### [Page text]
....
Hume’s Octave Claims to Outperform ElevenLabs in Capturing Human-Like Emotions in AI Voices

1 month ago 18

Published on February 27, 2025
In AI News

The speech-language model can predict the tune, rhythm, and timbre of speech.

Octave, short for Omni-Capable Text and Voice Engine, is an LLM developed by Hume AI tailored for text-to-speech tasks.

This innovation comes at a time when ElevenLabs launched its new speech-to-text technology, Scribe.

The company explained that the model not only reads words but also understands their context, which enables it to enhance AI voice capabilities. It generates voices from prompts, acts out characters, and takes instructions to tweak emotions and style.

The speech-language model can predict the tune, rhythm, and timbre of speech. It can also detect the plot twists, emotional cues, and character traits from the script or prompt.

The prompts can be nuanced, like requesting a “patient, empathetic counsellor with an AMSR voice”, allowing for highly specific tonalities. Furthermore, the platform’s ‘Action Instructions’ feature lets users tweak the emotion or style of an existing voice, such as asking it to “sound sarcastic”.
....
### [Problem requirements]
Continue the article about Hume's Octave voice model from where it stops.

### [Supplied information]
....
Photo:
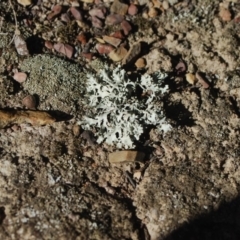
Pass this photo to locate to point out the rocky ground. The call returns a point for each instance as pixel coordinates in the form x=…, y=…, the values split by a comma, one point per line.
x=56, y=182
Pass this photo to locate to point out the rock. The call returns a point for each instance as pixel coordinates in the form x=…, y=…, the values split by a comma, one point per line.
x=65, y=49
x=104, y=48
x=113, y=19
x=118, y=54
x=126, y=156
x=173, y=2
x=21, y=45
x=140, y=63
x=82, y=38
x=12, y=116
x=48, y=44
x=97, y=12
x=112, y=40
x=88, y=56
x=201, y=79
x=29, y=102
x=76, y=130
x=165, y=5
x=153, y=12
x=65, y=18
x=126, y=27
x=56, y=10
x=20, y=77
x=190, y=78
x=119, y=7
x=132, y=54
x=118, y=34
x=25, y=2
x=96, y=22
x=76, y=13
x=132, y=10
x=225, y=14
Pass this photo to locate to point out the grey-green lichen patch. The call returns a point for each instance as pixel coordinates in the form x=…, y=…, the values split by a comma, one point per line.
x=58, y=83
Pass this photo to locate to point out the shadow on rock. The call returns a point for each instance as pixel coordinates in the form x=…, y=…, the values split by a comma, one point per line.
x=222, y=224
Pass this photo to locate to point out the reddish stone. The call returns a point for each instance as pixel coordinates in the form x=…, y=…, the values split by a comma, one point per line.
x=126, y=27
x=132, y=10
x=96, y=22
x=57, y=9
x=97, y=12
x=48, y=45
x=76, y=13
x=88, y=56
x=82, y=38
x=104, y=48
x=118, y=34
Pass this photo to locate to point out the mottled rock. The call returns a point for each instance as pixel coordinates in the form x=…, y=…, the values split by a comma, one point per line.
x=133, y=53
x=126, y=156
x=118, y=54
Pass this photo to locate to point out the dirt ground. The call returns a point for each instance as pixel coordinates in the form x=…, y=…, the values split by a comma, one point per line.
x=57, y=183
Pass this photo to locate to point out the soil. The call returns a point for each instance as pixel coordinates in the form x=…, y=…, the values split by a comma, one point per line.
x=57, y=183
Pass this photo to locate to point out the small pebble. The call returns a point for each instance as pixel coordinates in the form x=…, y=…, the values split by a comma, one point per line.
x=82, y=38
x=118, y=34
x=97, y=12
x=112, y=40
x=113, y=19
x=48, y=44
x=104, y=48
x=201, y=79
x=29, y=102
x=56, y=10
x=65, y=49
x=153, y=12
x=118, y=54
x=119, y=7
x=140, y=63
x=96, y=22
x=126, y=27
x=76, y=13
x=132, y=10
x=225, y=14
x=20, y=77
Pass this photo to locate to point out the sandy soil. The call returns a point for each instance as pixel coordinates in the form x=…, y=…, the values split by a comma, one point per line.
x=57, y=183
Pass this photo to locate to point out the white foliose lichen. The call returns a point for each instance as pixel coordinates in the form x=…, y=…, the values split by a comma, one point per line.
x=115, y=111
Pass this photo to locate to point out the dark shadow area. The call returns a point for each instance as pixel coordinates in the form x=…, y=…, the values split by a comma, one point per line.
x=222, y=224
x=60, y=116
x=179, y=114
x=2, y=214
x=35, y=44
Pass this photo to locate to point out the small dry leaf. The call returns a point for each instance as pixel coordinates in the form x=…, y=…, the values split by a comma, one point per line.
x=112, y=40
x=20, y=45
x=118, y=54
x=12, y=116
x=126, y=156
x=20, y=77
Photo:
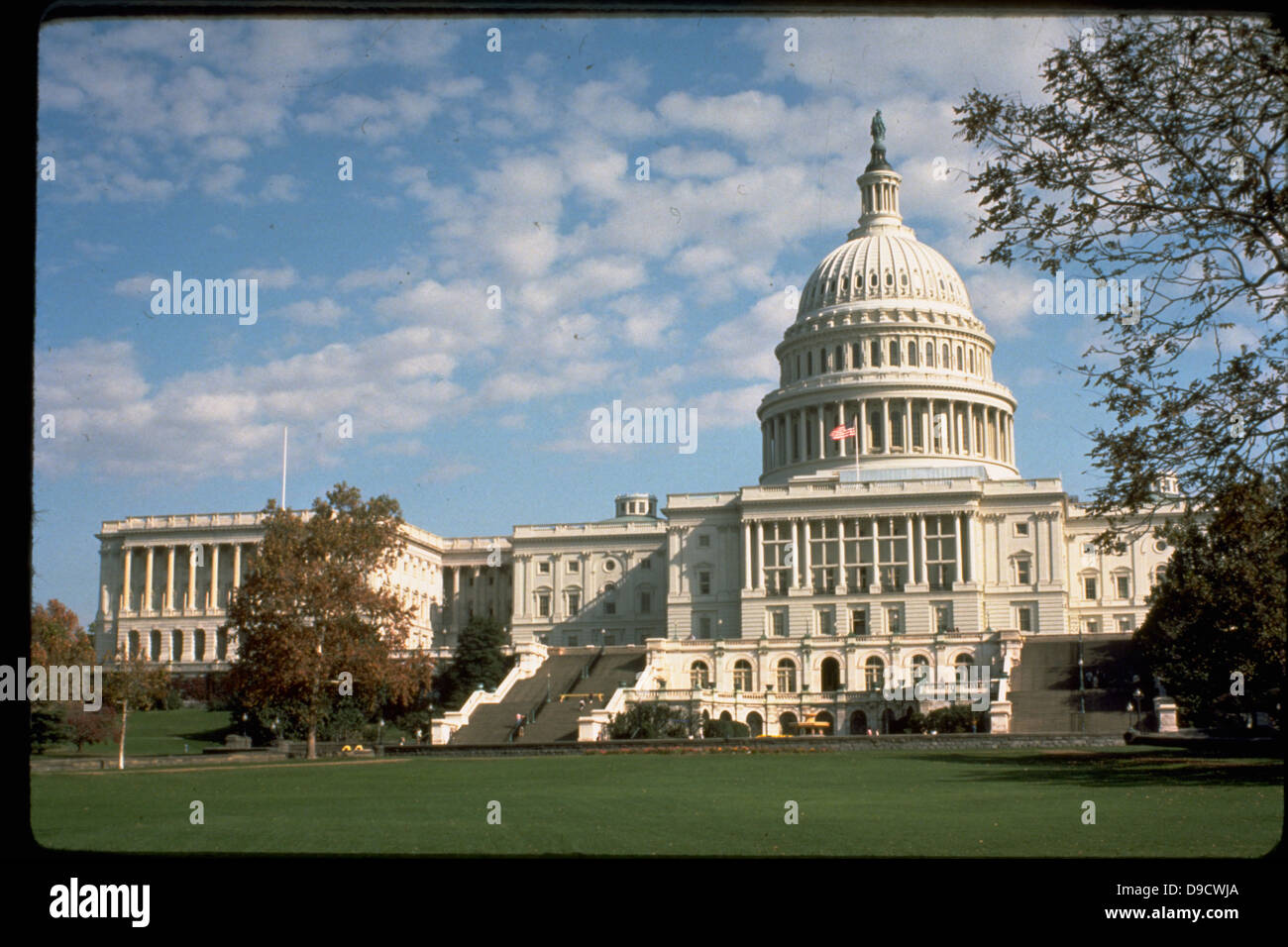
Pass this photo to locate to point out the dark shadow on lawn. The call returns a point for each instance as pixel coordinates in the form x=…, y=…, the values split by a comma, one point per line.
x=1091, y=767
....
### [Exercise response]
Hume recently organised a blind comparison study with 180 human raters. In the study, Octave’s outputs were favoured over those generated by ElevenLabs’ Voice Design in several key aspects. Notably, Octave outperformed in audio quality (71.6%), naturalness (51.7%), and in how well the speech matched the intended prompt (57.7%) across a diverse set of 120 prompts.

While the voice cloning feature is not currently available, the company said it will soon be. The feature will allow users to clone a voice extracted from as little as five seconds of audio.

Octave is available on Hume’s official portal and through its API. Users can also access a voice library of over 40 premade voices and try out its project interface, which is in preview, to generate long-form content like audiobooks and podcasts.

The model is focused on English-language speech presently, but can also speak Spanish. They plan to improve its capabilities for other languages soon.

In addition to Octave, Hume AI has also introduced the Expressive TTS Arena, a public evaluation platform inspired by Hugging Face’s TTS Arena.